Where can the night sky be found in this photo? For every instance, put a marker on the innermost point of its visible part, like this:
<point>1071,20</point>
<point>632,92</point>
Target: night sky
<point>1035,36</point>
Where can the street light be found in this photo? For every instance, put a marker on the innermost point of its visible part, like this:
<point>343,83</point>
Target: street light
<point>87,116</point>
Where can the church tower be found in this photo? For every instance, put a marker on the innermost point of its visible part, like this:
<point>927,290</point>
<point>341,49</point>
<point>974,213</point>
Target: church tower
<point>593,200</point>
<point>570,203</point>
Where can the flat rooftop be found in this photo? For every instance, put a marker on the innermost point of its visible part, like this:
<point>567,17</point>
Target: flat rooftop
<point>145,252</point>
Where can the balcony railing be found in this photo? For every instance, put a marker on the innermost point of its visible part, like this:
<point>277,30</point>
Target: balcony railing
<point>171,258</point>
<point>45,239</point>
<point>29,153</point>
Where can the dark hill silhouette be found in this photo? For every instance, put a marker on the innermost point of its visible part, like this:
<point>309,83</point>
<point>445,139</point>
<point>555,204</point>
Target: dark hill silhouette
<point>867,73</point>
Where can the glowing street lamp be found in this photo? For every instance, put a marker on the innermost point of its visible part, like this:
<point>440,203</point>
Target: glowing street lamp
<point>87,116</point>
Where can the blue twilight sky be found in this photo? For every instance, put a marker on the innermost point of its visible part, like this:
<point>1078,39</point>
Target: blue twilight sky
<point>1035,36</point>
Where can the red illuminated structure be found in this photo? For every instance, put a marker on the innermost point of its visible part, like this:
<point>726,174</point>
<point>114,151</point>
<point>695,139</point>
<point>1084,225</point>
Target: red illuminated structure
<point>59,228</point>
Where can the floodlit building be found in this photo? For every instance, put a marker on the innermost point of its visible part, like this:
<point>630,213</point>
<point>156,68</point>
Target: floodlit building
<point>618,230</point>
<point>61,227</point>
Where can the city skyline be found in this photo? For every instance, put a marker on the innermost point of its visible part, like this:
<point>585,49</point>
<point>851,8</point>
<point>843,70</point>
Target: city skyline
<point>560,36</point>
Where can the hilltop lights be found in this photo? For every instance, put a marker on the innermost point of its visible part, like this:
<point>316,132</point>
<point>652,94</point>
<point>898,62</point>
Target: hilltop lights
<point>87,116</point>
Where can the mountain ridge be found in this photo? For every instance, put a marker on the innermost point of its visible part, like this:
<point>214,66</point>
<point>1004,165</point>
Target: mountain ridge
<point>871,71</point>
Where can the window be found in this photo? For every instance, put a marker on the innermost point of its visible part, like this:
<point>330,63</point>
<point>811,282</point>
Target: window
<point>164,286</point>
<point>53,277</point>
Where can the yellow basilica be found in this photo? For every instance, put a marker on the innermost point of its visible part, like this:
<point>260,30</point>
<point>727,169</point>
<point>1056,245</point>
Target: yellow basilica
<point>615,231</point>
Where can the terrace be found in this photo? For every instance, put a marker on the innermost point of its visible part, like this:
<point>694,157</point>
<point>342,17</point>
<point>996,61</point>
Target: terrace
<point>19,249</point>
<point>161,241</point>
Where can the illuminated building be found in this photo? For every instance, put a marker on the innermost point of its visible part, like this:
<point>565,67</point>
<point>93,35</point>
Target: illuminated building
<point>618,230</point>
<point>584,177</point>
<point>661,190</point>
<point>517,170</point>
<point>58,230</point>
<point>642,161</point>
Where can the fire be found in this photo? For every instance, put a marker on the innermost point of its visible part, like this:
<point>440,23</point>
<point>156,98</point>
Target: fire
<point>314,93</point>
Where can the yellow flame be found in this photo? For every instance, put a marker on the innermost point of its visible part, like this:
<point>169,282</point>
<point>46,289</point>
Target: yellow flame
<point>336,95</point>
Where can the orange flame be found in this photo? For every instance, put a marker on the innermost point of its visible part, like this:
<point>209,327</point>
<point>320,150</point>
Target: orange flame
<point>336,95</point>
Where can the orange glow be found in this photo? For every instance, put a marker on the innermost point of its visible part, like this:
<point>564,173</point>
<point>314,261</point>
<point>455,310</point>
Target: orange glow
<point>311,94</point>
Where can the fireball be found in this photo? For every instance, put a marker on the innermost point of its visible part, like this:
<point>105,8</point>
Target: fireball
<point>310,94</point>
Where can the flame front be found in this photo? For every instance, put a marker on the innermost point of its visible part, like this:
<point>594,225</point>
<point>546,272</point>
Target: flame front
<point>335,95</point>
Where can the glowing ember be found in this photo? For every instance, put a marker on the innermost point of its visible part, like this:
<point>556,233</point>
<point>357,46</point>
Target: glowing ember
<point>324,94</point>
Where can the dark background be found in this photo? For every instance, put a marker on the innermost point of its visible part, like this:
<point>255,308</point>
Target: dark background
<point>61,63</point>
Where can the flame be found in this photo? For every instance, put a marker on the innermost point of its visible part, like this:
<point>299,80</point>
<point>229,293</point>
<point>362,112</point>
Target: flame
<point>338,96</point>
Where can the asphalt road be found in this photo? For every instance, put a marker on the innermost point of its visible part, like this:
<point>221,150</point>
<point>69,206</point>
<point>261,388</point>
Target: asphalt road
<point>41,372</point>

--

■ Task details:
Each line from the one containing "Where can the flame front" to the final line of the entries above must be returned exactly, and no other line may appear.

■ Completed exercise:
Where can the flame front be found in this photo? For every instance, put a marker on the innermost point of its visible part, like this:
<point>594,225</point>
<point>546,272</point>
Target: flame front
<point>335,95</point>
Where can the glowing ember be found in this photo? For every instance, put a marker on the innermost point of its visible part, like this:
<point>556,233</point>
<point>357,46</point>
Target: glowing ember
<point>324,94</point>
Where can the dark background be found in this photo? For every instance, put a marker on the innermost point of its visible part, like this:
<point>255,308</point>
Target: dark background
<point>61,63</point>
Where can the flame be found in this photo? For every instance, put a marker on the innermost point of its visible part, like this:
<point>299,80</point>
<point>229,293</point>
<point>362,112</point>
Target: flame
<point>338,96</point>
Where can the asphalt road be found in this photo? For every instance, put a marker on the innermost point of its visible part, like this:
<point>221,150</point>
<point>69,206</point>
<point>261,388</point>
Target: asphalt road
<point>41,372</point>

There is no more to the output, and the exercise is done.